Work request 1.
Answer these from the text on Ascend graph capture:
(a) Which objects enforce ordering between the host-side update stream and the replay stream?
(b) What does `ACLGraphWrapper` do before replay in the common path?
(c) In piecewise mode, what does the number of captured graphs scale with?
Work request 2. Translate this sentence from the text on Ascend graph capture into Spanish: "Without that hook, capture alone is not enough to replay the correct attention state."
Work request 3. Copy the part of the text on Ascend graph capture that starts at "The important design" and ends at "or multi-threaded execution.".

== Text

3. That backend runs parameter refresh on an update stream with `torch.npu.graph_task_update_begin(...)` and `torch.npu.graph_task_update_end(...)` around the underlying attention operator launch.
4. `torch.npu.ExternalEvent` objects are used to enforce ordering between the host-side update stream and the replay stream.

This mechanism is implemented in attention backends such as:

- `vllm_ascend/attention/attention_v1.py`
- `vllm_ascend/attention/mla_v1.py`
- `vllm_ascend/attention/context_parallel/attention_cp.py`
- `vllm_ascend/attention/context_parallel/mla_cp.py`

The important design point is that Ascend full graph support depends on backend-provided `update_graph_params()` hooks. Without that hook, capture alone is not enough to replay the correct attention state.

### Replay ordering and synchronization

`ACLGraphWrapper` synchronizes the current stream before replay in the common path to ensure that host-side parameter updates stay aligned with the graph execution that will consume them. This is especially relevant in asynchronous scheduling or multi-threaded execution.

If ordering is not preserved, the parameter update for iteration *i* can be observed by the replay of iteration *i-1*, or the replay of iteration *i* can start before its own parameter update has completed. In practice, this means the attention operator may run with mismatched runtime metadata, which can cause incorrect results, precision issues, or even hangs. The code keeps a narrower path for the main full-graph eagle case, but the general design assumption is the same: replay must not overtake pending parameter update work.

## Full vs Piecewise on Ascend

Upstream docs already define full graph and piecewise graph semantically. On Ascend, the practical difference is driven by backend support and resource cost.

### Piecewise mode

Piecewise mode is the conservative path. It relies on the generic vLLM split execution strategy, then applies ACL graph capture to the non-attention segments selected by the compilation path. On Ascend, this mode is currently the more widely supported option, but it is also the most sensitive to stream pressure because the number of captured graphs scales with model depth.

### Full graph mode

Full graph mode is the more performance-oriented path when the attention backend can support runtime parameter patching through `update_graph_params()`. On Ascend, full graph support is tied to those attention-specific update hooks, workspace caching, and replay ordering guarantees.

====
== Information supplied

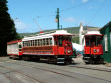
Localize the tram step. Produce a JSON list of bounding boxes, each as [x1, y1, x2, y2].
[[57, 62, 64, 63], [84, 57, 90, 58], [57, 58, 65, 59], [84, 60, 89, 62]]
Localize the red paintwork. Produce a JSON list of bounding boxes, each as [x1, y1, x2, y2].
[[7, 40, 22, 45], [84, 45, 103, 55], [85, 34, 104, 37], [84, 34, 104, 55], [23, 45, 73, 55], [7, 39, 23, 56], [53, 34, 75, 36]]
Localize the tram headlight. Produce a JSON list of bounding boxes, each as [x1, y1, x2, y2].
[[93, 49, 97, 53]]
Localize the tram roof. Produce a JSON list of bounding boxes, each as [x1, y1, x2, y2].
[[25, 30, 74, 37], [85, 34, 104, 36], [7, 40, 22, 45]]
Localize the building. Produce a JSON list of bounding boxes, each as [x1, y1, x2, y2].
[[100, 21, 111, 63], [79, 22, 100, 51]]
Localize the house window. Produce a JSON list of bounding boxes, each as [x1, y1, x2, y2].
[[104, 35, 108, 51]]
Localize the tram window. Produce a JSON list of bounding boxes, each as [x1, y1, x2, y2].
[[38, 40, 40, 46], [43, 39, 45, 45], [23, 42, 25, 47], [97, 38, 102, 45], [46, 38, 49, 45], [30, 40, 32, 46], [19, 45, 22, 48], [35, 40, 37, 46], [28, 41, 31, 46], [49, 38, 52, 45], [59, 36, 62, 46], [86, 41, 89, 46], [39, 39, 42, 46], [32, 40, 35, 46]]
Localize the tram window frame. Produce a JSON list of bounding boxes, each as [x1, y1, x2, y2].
[[85, 37, 91, 46], [35, 40, 37, 46], [19, 44, 22, 48], [43, 39, 45, 46], [46, 38, 49, 45], [59, 36, 63, 46], [49, 38, 52, 46], [38, 39, 40, 46], [32, 40, 34, 46]]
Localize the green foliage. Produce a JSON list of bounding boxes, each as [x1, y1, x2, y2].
[[0, 0, 20, 56]]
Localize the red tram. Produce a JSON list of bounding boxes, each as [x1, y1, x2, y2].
[[83, 33, 104, 64], [7, 30, 73, 64]]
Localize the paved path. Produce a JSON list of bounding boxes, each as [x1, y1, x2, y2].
[[0, 58, 111, 83]]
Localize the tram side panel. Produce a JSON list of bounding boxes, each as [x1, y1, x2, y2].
[[7, 42, 22, 57]]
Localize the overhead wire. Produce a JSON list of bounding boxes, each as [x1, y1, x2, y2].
[[60, 0, 94, 12]]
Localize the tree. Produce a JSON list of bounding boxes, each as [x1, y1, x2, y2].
[[0, 0, 20, 56]]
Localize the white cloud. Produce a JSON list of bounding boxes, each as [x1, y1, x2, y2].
[[82, 0, 88, 3], [64, 17, 75, 22]]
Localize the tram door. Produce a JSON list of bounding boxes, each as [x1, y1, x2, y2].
[[58, 35, 65, 55]]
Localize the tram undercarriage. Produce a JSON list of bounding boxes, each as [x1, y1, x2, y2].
[[83, 54, 104, 64], [12, 55, 73, 65]]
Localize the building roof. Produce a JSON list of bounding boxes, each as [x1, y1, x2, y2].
[[82, 28, 100, 35]]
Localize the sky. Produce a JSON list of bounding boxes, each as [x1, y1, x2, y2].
[[7, 0, 111, 33]]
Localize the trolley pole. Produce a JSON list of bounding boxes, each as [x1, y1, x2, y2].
[[56, 8, 59, 30]]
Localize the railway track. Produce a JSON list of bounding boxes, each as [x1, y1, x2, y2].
[[5, 60, 111, 83], [0, 65, 45, 83]]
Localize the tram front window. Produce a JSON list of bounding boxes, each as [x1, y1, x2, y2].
[[97, 38, 102, 45]]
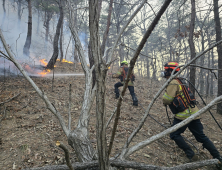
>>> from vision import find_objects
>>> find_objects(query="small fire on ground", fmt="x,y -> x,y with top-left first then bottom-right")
38,59 -> 73,76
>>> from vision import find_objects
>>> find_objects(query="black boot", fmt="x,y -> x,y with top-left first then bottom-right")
203,140 -> 222,161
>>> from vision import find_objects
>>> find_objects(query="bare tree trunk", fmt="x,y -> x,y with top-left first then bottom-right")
18,0 -> 22,29
2,0 -> 6,13
210,50 -> 215,96
23,0 -> 32,56
198,28 -> 207,94
214,0 -> 222,114
46,0 -> 63,69
188,0 -> 196,95
89,0 -> 109,170
1,0 -> 6,25
101,0 -> 113,56
45,11 -> 52,43
60,20 -> 63,61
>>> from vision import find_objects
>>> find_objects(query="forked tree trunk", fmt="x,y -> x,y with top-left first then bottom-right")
23,0 -> 32,56
214,0 -> 222,114
101,0 -> 113,56
188,0 -> 196,95
46,0 -> 63,69
68,76 -> 97,162
89,0 -> 109,170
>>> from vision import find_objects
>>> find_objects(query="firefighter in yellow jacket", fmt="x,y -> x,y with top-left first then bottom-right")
163,62 -> 222,165
112,61 -> 138,106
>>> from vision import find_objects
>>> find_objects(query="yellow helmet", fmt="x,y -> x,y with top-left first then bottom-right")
121,61 -> 128,65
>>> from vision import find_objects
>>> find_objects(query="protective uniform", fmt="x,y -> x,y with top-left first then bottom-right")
112,61 -> 138,106
162,61 -> 222,161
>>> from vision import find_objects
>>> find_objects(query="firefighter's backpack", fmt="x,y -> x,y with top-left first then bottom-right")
120,67 -> 135,82
170,78 -> 196,114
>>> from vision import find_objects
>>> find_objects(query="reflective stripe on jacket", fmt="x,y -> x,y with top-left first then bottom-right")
163,79 -> 199,120
112,67 -> 133,86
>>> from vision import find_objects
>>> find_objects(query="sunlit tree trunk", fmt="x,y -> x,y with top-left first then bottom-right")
18,0 -> 22,29
89,0 -> 109,170
23,0 -> 32,56
59,20 -> 63,61
188,0 -> 196,95
101,0 -> 113,56
46,0 -> 63,69
214,0 -> 222,114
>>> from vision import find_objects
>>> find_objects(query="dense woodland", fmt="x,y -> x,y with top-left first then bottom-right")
0,0 -> 222,169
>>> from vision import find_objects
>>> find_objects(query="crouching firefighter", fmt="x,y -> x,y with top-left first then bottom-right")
162,62 -> 222,164
112,61 -> 138,106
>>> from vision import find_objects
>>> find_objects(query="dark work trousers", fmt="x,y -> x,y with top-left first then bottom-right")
114,82 -> 138,105
170,118 -> 220,159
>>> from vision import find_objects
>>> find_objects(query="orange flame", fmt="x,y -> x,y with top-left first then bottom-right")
39,59 -> 48,66
56,59 -> 73,64
38,69 -> 51,76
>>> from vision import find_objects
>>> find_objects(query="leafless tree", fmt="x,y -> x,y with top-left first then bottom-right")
0,0 -> 222,170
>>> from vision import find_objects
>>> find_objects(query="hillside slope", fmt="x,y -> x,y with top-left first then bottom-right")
0,63 -> 222,170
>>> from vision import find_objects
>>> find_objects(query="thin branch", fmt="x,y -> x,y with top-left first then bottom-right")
147,2 -> 156,16
23,159 -> 218,170
0,29 -> 69,136
124,96 -> 222,158
68,84 -> 72,131
190,64 -> 222,71
108,0 -> 172,158
67,0 -> 89,76
0,107 -> 6,123
0,51 -> 12,62
106,107 -> 117,128
107,0 -> 147,65
121,43 -> 156,59
0,93 -> 21,106
56,141 -> 74,170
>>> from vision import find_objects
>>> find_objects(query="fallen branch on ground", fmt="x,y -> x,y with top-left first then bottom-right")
56,141 -> 74,170
23,159 -> 219,170
0,93 -> 21,106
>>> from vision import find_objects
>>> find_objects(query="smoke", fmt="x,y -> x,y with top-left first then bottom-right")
0,0 -> 88,74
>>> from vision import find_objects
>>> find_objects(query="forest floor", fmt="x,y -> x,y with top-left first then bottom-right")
0,63 -> 222,170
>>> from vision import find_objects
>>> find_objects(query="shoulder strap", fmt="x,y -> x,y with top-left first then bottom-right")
176,78 -> 196,108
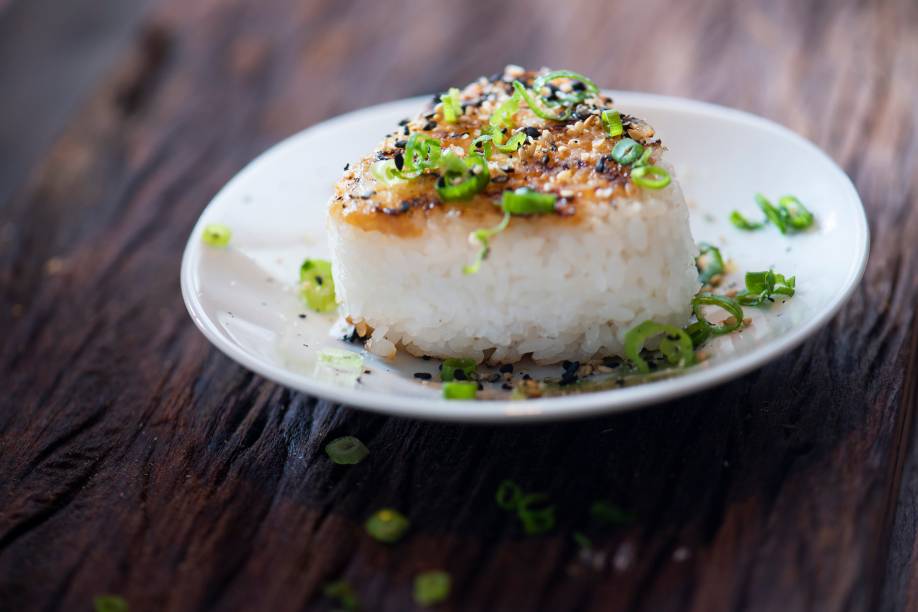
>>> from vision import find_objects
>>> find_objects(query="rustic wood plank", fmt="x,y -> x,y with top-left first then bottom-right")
0,0 -> 918,610
0,0 -> 154,206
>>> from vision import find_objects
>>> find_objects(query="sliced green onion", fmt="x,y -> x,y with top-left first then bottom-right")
500,187 -> 558,215
436,153 -> 491,202
730,210 -> 765,232
631,166 -> 671,189
625,321 -> 695,374
692,293 -> 743,344
364,508 -> 411,544
440,357 -> 478,382
730,193 -> 814,234
440,87 -> 462,123
778,195 -> 813,232
322,579 -> 360,612
401,132 -> 443,178
612,138 -> 644,166
755,193 -> 787,234
201,223 -> 233,248
494,480 -> 523,511
600,110 -> 625,138
590,499 -> 634,526
414,570 -> 452,607
92,595 -> 130,612
516,493 -> 555,535
370,159 -> 407,185
685,321 -> 713,349
300,259 -> 336,312
532,70 -> 599,106
695,242 -> 725,285
462,213 -> 510,275
468,127 -> 526,159
443,380 -> 478,399
736,270 -> 797,306
513,81 -> 573,121
325,436 -> 370,465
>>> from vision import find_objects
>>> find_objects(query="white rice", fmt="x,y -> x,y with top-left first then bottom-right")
328,171 -> 700,363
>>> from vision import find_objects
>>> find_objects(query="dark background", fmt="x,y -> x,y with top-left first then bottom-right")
0,0 -> 918,611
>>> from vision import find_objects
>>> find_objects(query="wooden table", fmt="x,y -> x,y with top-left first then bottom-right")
0,0 -> 918,611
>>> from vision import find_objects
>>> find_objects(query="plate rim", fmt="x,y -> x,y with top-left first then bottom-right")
180,90 -> 870,424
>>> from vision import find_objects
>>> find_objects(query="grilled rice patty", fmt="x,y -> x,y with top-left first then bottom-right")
329,66 -> 663,237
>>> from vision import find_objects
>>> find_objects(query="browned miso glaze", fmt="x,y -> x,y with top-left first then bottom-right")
330,66 -> 662,237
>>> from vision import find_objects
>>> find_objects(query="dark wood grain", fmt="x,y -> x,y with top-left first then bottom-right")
0,0 -> 918,611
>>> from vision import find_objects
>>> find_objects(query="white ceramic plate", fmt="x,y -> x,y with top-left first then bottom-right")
181,92 -> 869,422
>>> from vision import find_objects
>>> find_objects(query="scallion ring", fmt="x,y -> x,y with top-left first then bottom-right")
300,259 -> 336,312
625,321 -> 695,374
414,570 -> 452,607
201,223 -> 233,249
440,357 -> 477,382
462,213 -> 510,275
500,187 -> 558,215
488,86 -> 522,130
364,508 -> 411,544
631,166 -> 671,189
695,242 -> 725,285
435,153 -> 491,202
443,380 -> 478,400
736,270 -> 797,306
513,81 -> 573,121
685,321 -> 714,349
532,70 -> 599,106
612,138 -> 644,166
601,110 -> 625,138
755,193 -> 787,234
692,293 -> 743,344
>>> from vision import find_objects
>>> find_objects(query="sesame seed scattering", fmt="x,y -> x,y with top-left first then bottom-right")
330,66 -> 663,236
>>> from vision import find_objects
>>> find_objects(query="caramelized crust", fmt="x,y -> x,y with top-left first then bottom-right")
329,66 -> 662,237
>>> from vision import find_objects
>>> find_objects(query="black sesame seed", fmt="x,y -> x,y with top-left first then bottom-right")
523,127 -> 542,140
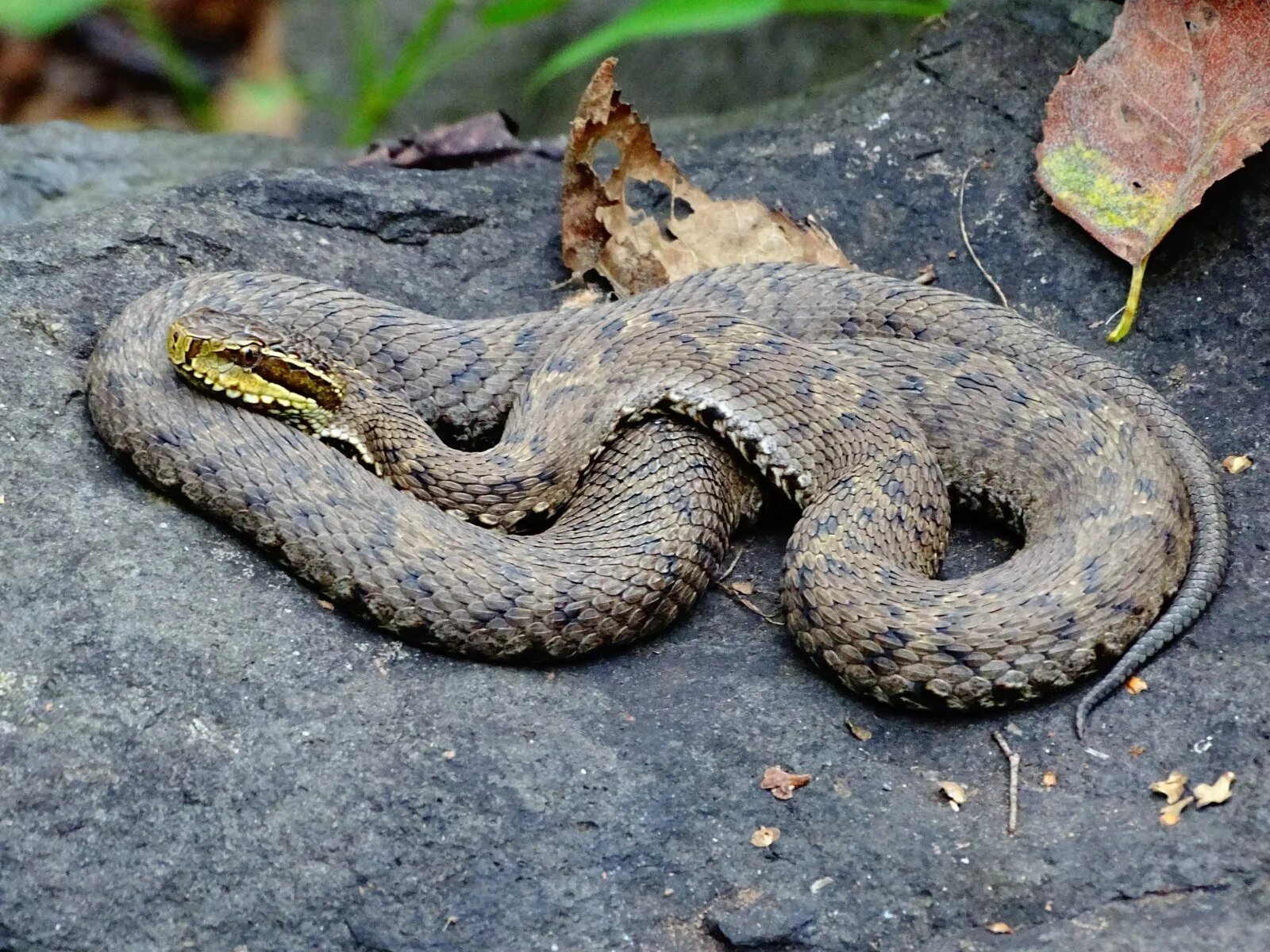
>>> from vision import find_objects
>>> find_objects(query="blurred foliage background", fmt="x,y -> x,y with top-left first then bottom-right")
0,0 -> 950,146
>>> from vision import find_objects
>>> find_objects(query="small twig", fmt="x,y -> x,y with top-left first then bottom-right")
992,731 -> 1018,836
715,546 -> 745,585
1090,305 -> 1124,330
956,159 -> 1010,307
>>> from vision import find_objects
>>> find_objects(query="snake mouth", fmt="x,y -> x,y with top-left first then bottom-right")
167,311 -> 383,476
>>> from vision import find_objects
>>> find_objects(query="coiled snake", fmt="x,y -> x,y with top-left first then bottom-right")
89,264 -> 1227,730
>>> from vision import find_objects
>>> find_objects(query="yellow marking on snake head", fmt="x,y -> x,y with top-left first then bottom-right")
167,307 -> 344,433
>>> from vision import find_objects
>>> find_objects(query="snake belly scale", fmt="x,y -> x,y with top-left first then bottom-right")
89,264 -> 1227,725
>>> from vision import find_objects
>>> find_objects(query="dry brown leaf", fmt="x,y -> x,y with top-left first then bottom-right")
940,781 -> 965,810
758,766 -> 811,800
1195,770 -> 1234,810
1222,453 -> 1253,476
1160,797 -> 1195,827
560,59 -> 853,296
1151,770 -> 1186,804
749,827 -> 781,849
847,719 -> 872,740
1037,0 -> 1270,340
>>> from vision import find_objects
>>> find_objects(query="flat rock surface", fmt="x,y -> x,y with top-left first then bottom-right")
0,5 -> 1270,952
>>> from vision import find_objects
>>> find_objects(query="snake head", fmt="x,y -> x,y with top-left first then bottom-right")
167,307 -> 345,424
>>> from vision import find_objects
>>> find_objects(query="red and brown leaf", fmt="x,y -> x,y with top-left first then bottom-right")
1037,0 -> 1270,339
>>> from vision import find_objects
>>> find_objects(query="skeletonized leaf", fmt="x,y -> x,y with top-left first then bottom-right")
758,766 -> 811,800
560,59 -> 853,296
749,827 -> 781,849
1151,770 -> 1186,806
1195,770 -> 1234,810
1037,0 -> 1270,340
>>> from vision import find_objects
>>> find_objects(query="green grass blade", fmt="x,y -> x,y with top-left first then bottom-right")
0,0 -> 110,36
344,0 -> 379,99
479,0 -> 569,29
781,0 -> 952,17
529,0 -> 781,89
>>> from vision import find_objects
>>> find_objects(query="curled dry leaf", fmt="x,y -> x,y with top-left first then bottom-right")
560,59 -> 853,296
1151,770 -> 1186,804
1222,453 -> 1253,476
1195,770 -> 1234,810
847,720 -> 872,740
749,827 -> 781,849
940,781 -> 965,810
758,766 -> 811,800
1160,797 -> 1195,827
1037,0 -> 1270,340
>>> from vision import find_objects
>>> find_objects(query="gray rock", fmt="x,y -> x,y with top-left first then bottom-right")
0,5 -> 1270,952
0,122 -> 341,226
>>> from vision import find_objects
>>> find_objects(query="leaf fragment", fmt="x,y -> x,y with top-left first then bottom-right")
749,827 -> 781,849
1222,453 -> 1253,476
940,781 -> 965,812
1160,797 -> 1195,827
758,766 -> 811,800
560,59 -> 853,296
847,717 -> 872,740
1195,770 -> 1234,810
1037,0 -> 1270,340
1151,770 -> 1186,804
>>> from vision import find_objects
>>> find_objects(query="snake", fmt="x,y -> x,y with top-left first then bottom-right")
87,263 -> 1228,734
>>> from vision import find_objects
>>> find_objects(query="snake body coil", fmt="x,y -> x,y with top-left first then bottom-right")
89,264 -> 1227,724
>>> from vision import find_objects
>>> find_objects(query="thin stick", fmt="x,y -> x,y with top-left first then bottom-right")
956,159 -> 1010,307
992,731 -> 1018,836
715,546 -> 745,585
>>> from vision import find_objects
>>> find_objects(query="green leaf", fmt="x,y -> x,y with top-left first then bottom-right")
0,0 -> 110,36
529,0 -> 781,89
781,0 -> 952,17
480,0 -> 569,29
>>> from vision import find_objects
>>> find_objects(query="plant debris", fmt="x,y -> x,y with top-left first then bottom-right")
349,112 -> 564,169
846,717 -> 872,740
560,59 -> 853,296
758,766 -> 811,800
940,781 -> 965,812
1037,0 -> 1270,341
1151,770 -> 1186,804
1160,797 -> 1195,827
1222,453 -> 1255,476
1195,770 -> 1234,810
749,827 -> 781,849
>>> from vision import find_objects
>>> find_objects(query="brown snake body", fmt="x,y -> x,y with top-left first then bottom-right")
89,264 -> 1227,725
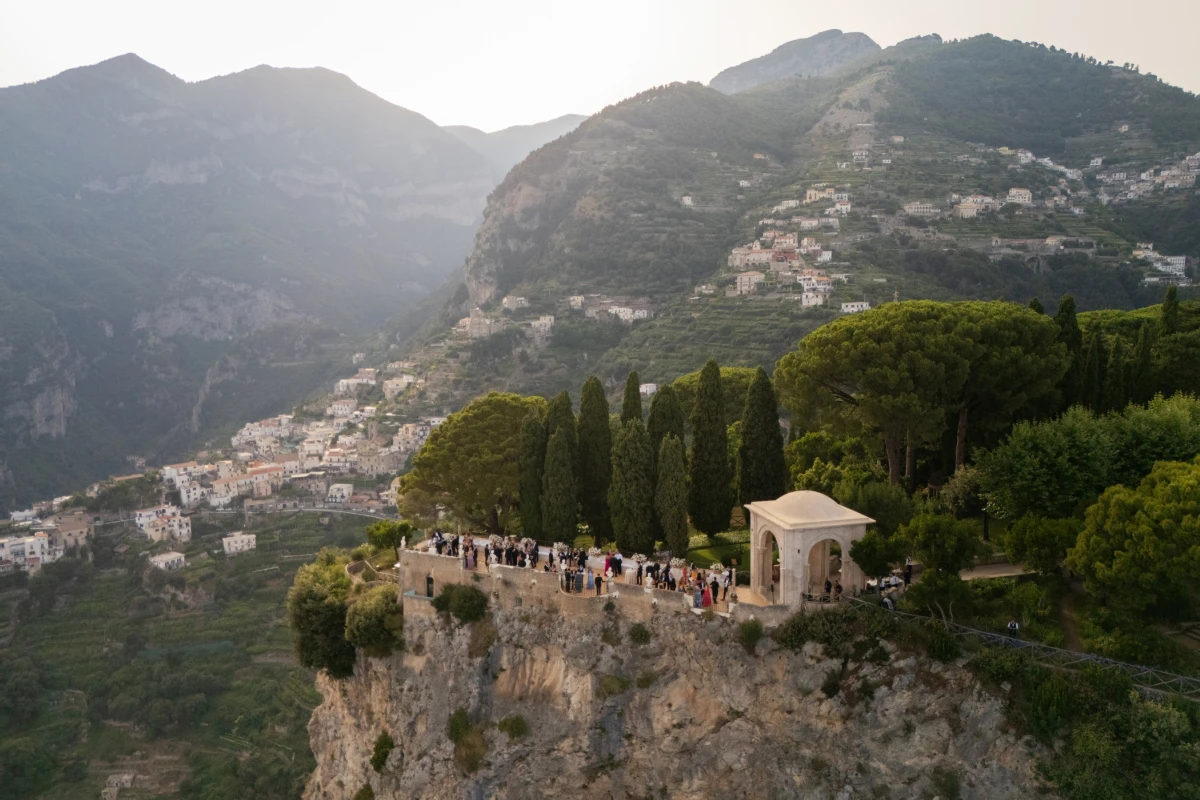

====

Answer 1.
(a) `torch.npu.ExternalEvent` objects.
(b) It synchronizes the current stream.
(c) Model depth.

Answer 2. Sin ese hook, la captura por sí sola no es suficiente para reproducir el estado de atención correcto.

Answer 3.
The important design point is that Ascend full graph support depends on backend-provided `update_graph_params()` hooks. Without that hook, capture alone is not enough to replay the correct attention state.

### Replay ordering and synchronization

`ACLGraphWrapper` synchronizes the current stream before replay in the common path to ensure that host-side parameter updates stay aligned with the graph execution that will consume them. This is especially relevant in asynchronous scheduling or multi-threaded execution.